**Task details**: Lay out every line of the material below as a JSON list of strings, one string per line, with blank lines omitted.

**Data to use**:
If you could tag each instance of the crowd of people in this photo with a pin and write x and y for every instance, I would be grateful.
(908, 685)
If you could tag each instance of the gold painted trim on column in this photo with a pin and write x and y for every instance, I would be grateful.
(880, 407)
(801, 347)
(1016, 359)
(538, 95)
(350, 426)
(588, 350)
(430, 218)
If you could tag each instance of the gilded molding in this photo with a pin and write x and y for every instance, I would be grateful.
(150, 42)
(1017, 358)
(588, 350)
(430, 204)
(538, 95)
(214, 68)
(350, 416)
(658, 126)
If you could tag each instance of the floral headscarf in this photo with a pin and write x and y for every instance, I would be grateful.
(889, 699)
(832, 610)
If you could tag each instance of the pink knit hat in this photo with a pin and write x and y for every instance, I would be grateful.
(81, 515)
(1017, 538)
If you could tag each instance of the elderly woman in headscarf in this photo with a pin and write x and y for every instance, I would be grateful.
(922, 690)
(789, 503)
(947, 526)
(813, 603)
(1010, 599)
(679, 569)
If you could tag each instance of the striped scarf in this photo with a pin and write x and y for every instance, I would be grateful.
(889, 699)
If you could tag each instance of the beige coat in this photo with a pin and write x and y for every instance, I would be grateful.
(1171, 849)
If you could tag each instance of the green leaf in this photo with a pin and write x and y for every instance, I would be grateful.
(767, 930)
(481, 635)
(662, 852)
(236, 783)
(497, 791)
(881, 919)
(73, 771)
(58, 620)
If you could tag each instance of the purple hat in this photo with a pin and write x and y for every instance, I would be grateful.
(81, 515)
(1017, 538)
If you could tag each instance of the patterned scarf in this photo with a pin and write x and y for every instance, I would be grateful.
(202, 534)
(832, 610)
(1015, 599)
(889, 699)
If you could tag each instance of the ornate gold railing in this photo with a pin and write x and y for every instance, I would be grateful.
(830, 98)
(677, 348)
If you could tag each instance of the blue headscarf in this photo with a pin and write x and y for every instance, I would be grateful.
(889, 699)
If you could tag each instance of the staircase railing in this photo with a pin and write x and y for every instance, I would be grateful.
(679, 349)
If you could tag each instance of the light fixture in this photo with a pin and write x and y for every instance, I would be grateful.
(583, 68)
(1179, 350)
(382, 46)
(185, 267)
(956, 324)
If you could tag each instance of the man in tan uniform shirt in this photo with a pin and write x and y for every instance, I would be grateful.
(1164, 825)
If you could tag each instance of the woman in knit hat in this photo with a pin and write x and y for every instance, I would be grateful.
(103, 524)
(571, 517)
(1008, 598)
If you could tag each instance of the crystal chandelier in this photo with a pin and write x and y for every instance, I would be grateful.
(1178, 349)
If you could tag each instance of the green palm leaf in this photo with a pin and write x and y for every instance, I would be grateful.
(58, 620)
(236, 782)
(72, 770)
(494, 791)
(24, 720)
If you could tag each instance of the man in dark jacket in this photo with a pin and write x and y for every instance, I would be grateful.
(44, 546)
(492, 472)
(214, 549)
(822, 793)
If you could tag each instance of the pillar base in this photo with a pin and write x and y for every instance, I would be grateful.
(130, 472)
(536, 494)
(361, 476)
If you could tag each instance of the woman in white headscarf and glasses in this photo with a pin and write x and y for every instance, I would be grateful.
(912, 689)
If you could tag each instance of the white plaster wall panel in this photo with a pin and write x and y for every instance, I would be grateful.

**Task result**:
[
  "If you could tag each instance of the crowd of people in this photo with a pin and write x and y for every instance, I would be grateful.",
  "(908, 685)",
  "If you could tag each instance of the gold painted trim on column in this photo with a pin and write x and y for every instance, I would be grateful.",
  "(880, 407)",
  "(801, 347)",
  "(1016, 359)",
  "(538, 95)",
  "(350, 426)",
  "(588, 350)",
  "(430, 218)",
  "If you could tag each instance of the gilded molding in this photo with a pin and write x and y for every instance, I would be grateful.",
  "(150, 42)",
  "(1017, 358)",
  "(588, 350)",
  "(430, 204)",
  "(538, 95)",
  "(214, 68)",
  "(350, 416)",
  "(658, 126)",
  "If you could tag each instance of the floral headscarf in this photo with a pin and write x and y for every instance, I would be grateful.",
  "(889, 699)",
  "(832, 610)",
  "If you could tag each instance of the pink knit hat in this photo with a pin and write x and y for every instance, I would be grateful.",
  "(81, 515)",
  "(1017, 538)",
  "If you could tag each instance of the elderly woman in headscarf in this photo with a pin and write x and y for every instance, I would be grateful.",
  "(922, 690)",
  "(789, 503)",
  "(947, 526)",
  "(813, 603)",
  "(1010, 599)",
  "(679, 569)",
  "If you could tag each instance of the striped scarf in this photo with a pin and write x and y for every instance, I would be grateful.",
  "(889, 699)",
  "If you could tag each instance of the beige coat in this photo with a pin and write x and y for every instance, I would be grateful.",
  "(1171, 849)",
  "If you could tag each instance of the green leaf in this photo with a pin and write x and y for every instance, I would be grateful.",
  "(767, 930)",
  "(481, 635)",
  "(662, 852)",
  "(236, 783)",
  "(497, 791)",
  "(881, 919)",
  "(73, 771)",
  "(58, 620)",
  "If you could tag each instance of the purple hat in this photo with a pin and write x and y for every instance, I would be grateful.",
  "(81, 515)",
  "(1017, 538)",
  "If you could tag each instance of the patterned scarf in this photo with a pin and write x and y for every instance, I would be grateful.",
  "(202, 534)",
  "(832, 610)",
  "(1015, 599)",
  "(889, 699)",
  "If you could tag each instance of the ornate gold railing in this photo with a pin and write x and y for every instance, I would be grateful.",
  "(830, 98)",
  "(677, 348)",
  "If you could tag each instance of the blue headscarf in this photo with a pin and write x and y for every instance, I would be grateful.",
  "(889, 699)",
  "If you could tag each instance of the staircase railing in this photo with a pin and write x and y for every instance, I would be grateful.",
  "(679, 349)",
  "If you could tag each instance of the light fixture in this photo with a pin and write x and y for every instance, I would be grateful.",
  "(583, 68)",
  "(1179, 350)",
  "(382, 46)",
  "(185, 267)",
  "(956, 324)",
  "If you could tag each instance of the man in tan uniform shirt in this photo with a pin and write x and y for every instance, I would be grateful.",
  "(1164, 825)",
  "If you could tag each instance of the woman in knit hat in this photo with a pin and write x and y for every instance, I would be grateful.",
  "(103, 524)",
  "(571, 517)",
  "(1008, 598)",
  "If you could tag each instance of the crystal chandelier in this photo with a pin and write x and y for every instance, I would be grateful.",
  "(1178, 349)",
  "If you could tag each instance of the green palm leaf in this photo with a pin and write x and y for every instance, I would be grateful.",
  "(58, 620)",
  "(236, 782)",
  "(72, 770)",
  "(494, 791)",
  "(24, 720)",
  "If you could tag each instance of the man in dark jacket in this photo with a pin and write x and y for every instance, I would be grateful.",
  "(44, 546)",
  "(492, 472)",
  "(214, 549)",
  "(822, 793)",
  "If you could tag each instance of the pillar base in this photo with a pin and write x and y for every instance, I would be grateful.",
  "(130, 472)",
  "(536, 494)",
  "(361, 476)",
  "If you could tag each instance of the woman in white headscarf and glasses in this photo with a pin and write x and y for every instance, I would be grateful.",
  "(912, 689)",
  "If you could tag each instance of the white plaster wall panel in this photo with a pin and write x and y for every instance, I would be grateful."
]